**Your task**
Transcribe every one of the following rows verbatim, leaving each line unchanged.

**Exercise material**

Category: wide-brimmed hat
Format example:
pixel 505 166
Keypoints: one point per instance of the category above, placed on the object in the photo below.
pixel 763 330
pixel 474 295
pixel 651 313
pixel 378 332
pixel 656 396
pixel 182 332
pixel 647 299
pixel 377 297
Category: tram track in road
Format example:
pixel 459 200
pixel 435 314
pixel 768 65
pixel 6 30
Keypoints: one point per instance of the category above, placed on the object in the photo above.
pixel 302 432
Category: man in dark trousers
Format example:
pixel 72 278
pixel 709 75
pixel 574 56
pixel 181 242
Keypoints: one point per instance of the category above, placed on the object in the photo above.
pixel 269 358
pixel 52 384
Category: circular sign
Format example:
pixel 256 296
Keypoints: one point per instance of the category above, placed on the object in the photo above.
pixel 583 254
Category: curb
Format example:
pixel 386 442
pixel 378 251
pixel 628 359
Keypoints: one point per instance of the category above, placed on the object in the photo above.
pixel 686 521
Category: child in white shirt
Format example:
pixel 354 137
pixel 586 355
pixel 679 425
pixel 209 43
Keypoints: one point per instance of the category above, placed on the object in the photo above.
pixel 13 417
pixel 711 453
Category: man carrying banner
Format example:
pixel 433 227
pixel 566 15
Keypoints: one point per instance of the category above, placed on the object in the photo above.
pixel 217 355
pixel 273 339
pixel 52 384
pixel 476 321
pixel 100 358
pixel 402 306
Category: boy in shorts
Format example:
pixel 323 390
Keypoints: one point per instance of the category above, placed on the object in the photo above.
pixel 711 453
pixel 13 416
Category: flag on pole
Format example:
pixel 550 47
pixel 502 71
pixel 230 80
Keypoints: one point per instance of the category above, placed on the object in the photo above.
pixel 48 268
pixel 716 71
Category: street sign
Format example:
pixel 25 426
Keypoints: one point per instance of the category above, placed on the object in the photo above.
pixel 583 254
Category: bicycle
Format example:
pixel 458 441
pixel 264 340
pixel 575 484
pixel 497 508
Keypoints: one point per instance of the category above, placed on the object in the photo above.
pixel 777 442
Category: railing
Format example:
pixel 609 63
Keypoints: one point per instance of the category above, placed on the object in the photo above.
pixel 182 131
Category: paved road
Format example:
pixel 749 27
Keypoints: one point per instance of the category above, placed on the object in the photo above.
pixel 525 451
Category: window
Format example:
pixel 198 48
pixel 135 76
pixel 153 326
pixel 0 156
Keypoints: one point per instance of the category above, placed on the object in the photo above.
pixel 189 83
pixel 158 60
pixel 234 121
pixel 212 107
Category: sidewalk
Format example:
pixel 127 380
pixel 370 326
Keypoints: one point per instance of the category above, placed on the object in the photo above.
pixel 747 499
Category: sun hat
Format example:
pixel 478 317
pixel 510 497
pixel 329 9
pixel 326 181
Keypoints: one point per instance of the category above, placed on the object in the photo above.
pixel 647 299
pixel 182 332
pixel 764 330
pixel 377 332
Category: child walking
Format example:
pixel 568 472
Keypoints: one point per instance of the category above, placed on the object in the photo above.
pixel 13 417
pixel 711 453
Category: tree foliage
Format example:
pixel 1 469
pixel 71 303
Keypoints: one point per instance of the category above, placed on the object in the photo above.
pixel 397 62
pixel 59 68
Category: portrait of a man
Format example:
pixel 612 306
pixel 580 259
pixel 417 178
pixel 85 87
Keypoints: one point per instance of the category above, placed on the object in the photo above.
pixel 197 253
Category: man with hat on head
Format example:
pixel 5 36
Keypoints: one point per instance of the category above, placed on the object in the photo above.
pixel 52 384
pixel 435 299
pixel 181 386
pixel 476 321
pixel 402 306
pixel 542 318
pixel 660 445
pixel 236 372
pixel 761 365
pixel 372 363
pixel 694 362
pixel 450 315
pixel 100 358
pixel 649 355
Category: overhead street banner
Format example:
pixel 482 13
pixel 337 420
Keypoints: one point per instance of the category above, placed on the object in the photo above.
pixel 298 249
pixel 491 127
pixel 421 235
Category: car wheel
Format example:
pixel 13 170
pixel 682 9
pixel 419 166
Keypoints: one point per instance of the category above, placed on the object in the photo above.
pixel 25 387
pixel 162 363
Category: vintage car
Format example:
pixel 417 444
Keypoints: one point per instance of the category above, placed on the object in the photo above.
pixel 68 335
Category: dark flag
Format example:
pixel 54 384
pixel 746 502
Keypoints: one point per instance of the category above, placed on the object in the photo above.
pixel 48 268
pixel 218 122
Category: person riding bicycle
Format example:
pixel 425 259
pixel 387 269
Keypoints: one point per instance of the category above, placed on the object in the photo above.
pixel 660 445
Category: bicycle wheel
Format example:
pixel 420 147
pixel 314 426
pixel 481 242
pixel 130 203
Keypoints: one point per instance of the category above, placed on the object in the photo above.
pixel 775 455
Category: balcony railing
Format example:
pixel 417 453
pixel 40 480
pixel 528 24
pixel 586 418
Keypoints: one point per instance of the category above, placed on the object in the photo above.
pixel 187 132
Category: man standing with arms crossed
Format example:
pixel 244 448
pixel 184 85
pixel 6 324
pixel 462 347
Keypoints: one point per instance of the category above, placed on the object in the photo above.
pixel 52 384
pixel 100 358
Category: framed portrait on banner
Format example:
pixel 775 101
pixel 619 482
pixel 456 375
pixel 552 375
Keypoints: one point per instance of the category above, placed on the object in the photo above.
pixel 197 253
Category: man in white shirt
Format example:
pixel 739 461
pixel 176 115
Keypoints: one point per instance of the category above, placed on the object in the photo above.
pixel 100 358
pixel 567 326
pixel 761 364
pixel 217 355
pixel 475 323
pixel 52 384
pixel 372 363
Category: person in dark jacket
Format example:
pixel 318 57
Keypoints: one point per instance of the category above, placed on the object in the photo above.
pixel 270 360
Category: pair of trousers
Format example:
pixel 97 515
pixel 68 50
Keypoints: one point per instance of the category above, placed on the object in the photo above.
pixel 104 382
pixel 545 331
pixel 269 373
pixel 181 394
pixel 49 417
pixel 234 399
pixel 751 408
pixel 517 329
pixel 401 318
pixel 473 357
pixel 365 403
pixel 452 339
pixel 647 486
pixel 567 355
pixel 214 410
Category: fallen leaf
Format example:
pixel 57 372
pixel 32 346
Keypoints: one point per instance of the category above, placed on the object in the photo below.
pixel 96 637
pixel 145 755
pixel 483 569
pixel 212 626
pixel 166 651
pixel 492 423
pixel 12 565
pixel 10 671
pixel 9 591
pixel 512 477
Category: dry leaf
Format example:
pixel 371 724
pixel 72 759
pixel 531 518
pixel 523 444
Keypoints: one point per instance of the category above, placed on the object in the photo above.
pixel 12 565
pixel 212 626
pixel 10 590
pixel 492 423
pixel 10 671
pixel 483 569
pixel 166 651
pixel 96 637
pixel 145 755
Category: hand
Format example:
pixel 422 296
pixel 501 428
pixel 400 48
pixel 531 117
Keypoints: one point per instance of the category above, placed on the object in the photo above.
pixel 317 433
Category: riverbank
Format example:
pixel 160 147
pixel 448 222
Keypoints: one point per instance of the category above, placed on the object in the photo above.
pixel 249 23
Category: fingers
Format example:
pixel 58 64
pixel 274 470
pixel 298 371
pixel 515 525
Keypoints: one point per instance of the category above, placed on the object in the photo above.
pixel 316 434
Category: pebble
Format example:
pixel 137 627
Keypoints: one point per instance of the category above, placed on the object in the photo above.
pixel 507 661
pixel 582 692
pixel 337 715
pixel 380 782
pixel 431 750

**Written response**
Category: wide-brimmed hat
Format example:
pixel 505 166
Keypoints: one point per instance of the category above, placed on the object in the photo below.
pixel 763 330
pixel 474 295
pixel 651 313
pixel 378 332
pixel 656 396
pixel 182 332
pixel 647 299
pixel 377 297
Category: tram track in road
Format example:
pixel 459 200
pixel 435 314
pixel 768 65
pixel 6 30
Keypoints: one point per instance of the category above, placed on the object in the photo above.
pixel 302 432
Category: man in dark trousers
Format example:
pixel 72 278
pixel 709 75
pixel 574 56
pixel 181 242
Keypoints: one point per instance of the category above, placed on the object in the photo above.
pixel 269 358
pixel 52 384
Category: circular sign
Format example:
pixel 256 296
Keypoints: one point per instance of the category above, placed on the object in the photo above.
pixel 583 254
Category: curb
Format example:
pixel 386 442
pixel 378 251
pixel 628 359
Keypoints: one point per instance of the category above, placed on the object in the photo above.
pixel 686 521
Category: child in white shirt
Format example:
pixel 354 137
pixel 586 355
pixel 679 425
pixel 209 43
Keypoints: one point per instance of the category above, placed on the object in the photo above.
pixel 13 417
pixel 711 453
Category: man carrying banner
Format example:
pixel 433 227
pixel 566 15
Keypoints: one point per instance of the category above, placed on the object in the photo above.
pixel 217 355
pixel 273 339
pixel 52 384
pixel 476 321
pixel 100 358
pixel 402 306
Category: boy in shorts
Format example:
pixel 323 390
Keypoints: one point per instance of the category above, placed on the object in the photo above.
pixel 711 453
pixel 13 416
Category: flag on pole
Format example:
pixel 550 47
pixel 502 71
pixel 230 80
Keypoints: one point per instance of the category above, placed on the object in the photo above.
pixel 48 268
pixel 716 71
Category: street sign
Format example:
pixel 25 426
Keypoints: one point per instance of the category above, placed on the object in the photo above.
pixel 583 254
Category: bicycle
Format example:
pixel 458 441
pixel 264 340
pixel 575 484
pixel 497 508
Keypoints: one point per instance of the category above, placed on the object in the photo above.
pixel 777 442
Category: railing
Format example:
pixel 609 63
Keypoints: one point per instance of the category above, placed on the object in the photo above.
pixel 182 131
Category: paved road
Format example:
pixel 749 27
Keypoints: one point per instance of the category above, placed on the object in the photo above.
pixel 525 451
Category: window
Format example:
pixel 198 48
pixel 135 76
pixel 153 326
pixel 0 156
Keypoints: one point per instance of the category above, placed on the object in the photo above.
pixel 189 83
pixel 158 60
pixel 234 121
pixel 212 107
Category: sidewalk
Format example:
pixel 127 380
pixel 370 326
Keypoints: one point per instance of the category above, placed on the object in the photo above.
pixel 747 499
Category: sun hat
Format example:
pixel 478 317
pixel 510 497
pixel 329 9
pixel 326 181
Keypoints: one point per instance of the category above, placed on the object in the photo above.
pixel 647 299
pixel 182 332
pixel 764 330
pixel 377 332
Category: child walking
Format example:
pixel 568 472
Keypoints: one point per instance of the category above, placed on the object in the photo above.
pixel 13 417
pixel 711 453
Category: tree foliage
Format example:
pixel 1 469
pixel 71 303
Keypoints: one point per instance of the category above, placed on the object in the photo above.
pixel 397 62
pixel 59 68
Category: portrait of a man
Format example:
pixel 612 306
pixel 580 259
pixel 417 178
pixel 85 87
Keypoints: one point per instance of the category above, placed on the object in the photo above.
pixel 197 253
Category: man with hat on head
Format example:
pixel 5 36
Keypoints: one point per instance of the category above, placed on the object in the photo above.
pixel 52 384
pixel 435 299
pixel 181 386
pixel 476 321
pixel 402 306
pixel 542 318
pixel 660 445
pixel 236 372
pixel 761 365
pixel 372 363
pixel 694 362
pixel 450 315
pixel 100 358
pixel 649 355
Category: overhead street banner
Format example:
pixel 482 13
pixel 337 420
Keypoints: one point per instance of the category above, placed on the object in the photo above.
pixel 298 249
pixel 491 127
pixel 421 235
Category: car wheel
Format example:
pixel 13 170
pixel 682 9
pixel 419 166
Keypoints: one point per instance of the category above, placed on the object in the photo above.
pixel 25 387
pixel 162 363
Category: vintage car
Format example:
pixel 417 444
Keypoints: one point per instance of the category above, placed on the object in the photo above.
pixel 68 335
Category: dark flag
Format example:
pixel 54 384
pixel 746 502
Keypoints: one point per instance of the category above, placed on the object in the photo above.
pixel 48 268
pixel 218 122
Category: person riding bicycle
Format example:
pixel 425 259
pixel 387 269
Keypoints: one point per instance of the category above, placed on the object in the photo above.
pixel 660 445
Category: bicycle wheel
Format example:
pixel 420 147
pixel 314 426
pixel 481 242
pixel 130 203
Keypoints: one point per instance of the category above, placed on the object in the photo above.
pixel 775 455
Category: balcony railing
Format example:
pixel 417 453
pixel 40 480
pixel 528 24
pixel 586 418
Keypoints: one point per instance of the category above, placed on the object in the photo above.
pixel 187 132
Category: man standing with arms crossed
Format example:
pixel 244 448
pixel 184 85
pixel 6 324
pixel 462 347
Keypoints: one point per instance of the category above, placed on the object in the photo above.
pixel 52 384
pixel 100 358
Category: framed portrait on banner
Format example:
pixel 775 101
pixel 619 482
pixel 456 375
pixel 552 375
Keypoints: one point per instance of the category above, placed on the object in the photo above.
pixel 197 253
Category: man in white shirt
Format example:
pixel 739 461
pixel 176 115
Keypoints: one point per instance of the category above, placed on the object in the photo above.
pixel 100 358
pixel 567 326
pixel 761 364
pixel 217 355
pixel 475 323
pixel 52 384
pixel 372 363
Category: person in dark jacket
Format example:
pixel 318 57
Keypoints: one point per instance of the category above, placed on the object in the photo above.
pixel 270 360
Category: pair of trousers
Format example:
pixel 97 515
pixel 68 50
Keypoints: one point per instance of the category above, placed on the object in the photo above.
pixel 104 382
pixel 545 331
pixel 269 373
pixel 181 394
pixel 49 417
pixel 234 399
pixel 751 408
pixel 517 329
pixel 401 318
pixel 473 357
pixel 365 403
pixel 452 339
pixel 647 486
pixel 567 355
pixel 214 410
Category: fallen leaf
Format example:
pixel 57 372
pixel 32 346
Keypoints: one point per instance of the category above, placed on the object in the photo below.
pixel 96 637
pixel 145 755
pixel 483 569
pixel 212 626
pixel 166 651
pixel 492 423
pixel 12 565
pixel 10 671
pixel 9 591
pixel 512 477
Category: dry leaf
Format example:
pixel 371 724
pixel 72 759
pixel 531 518
pixel 523 444
Keypoints: one point per instance of the category above, placed on the object in the photo above.
pixel 12 565
pixel 212 626
pixel 10 590
pixel 492 423
pixel 10 671
pixel 483 569
pixel 166 651
pixel 96 637
pixel 145 755
Category: hand
Format example:
pixel 422 296
pixel 501 428
pixel 400 48
pixel 531 117
Keypoints: one point per instance of the category above, placed on the object in the photo above.
pixel 317 433
Category: riverbank
Format example:
pixel 160 147
pixel 448 222
Keypoints: one point per instance of the category above, placed on the object in the photo above.
pixel 249 23
Category: fingers
Format example:
pixel 58 64
pixel 274 470
pixel 298 371
pixel 515 525
Keypoints: one point per instance of the category above, placed on the object in the photo above.
pixel 316 434
Category: pebble
Format example:
pixel 137 627
Keypoints: one point per instance of the category above, placed on the object in the photo above.
pixel 507 661
pixel 582 692
pixel 337 715
pixel 380 782
pixel 431 750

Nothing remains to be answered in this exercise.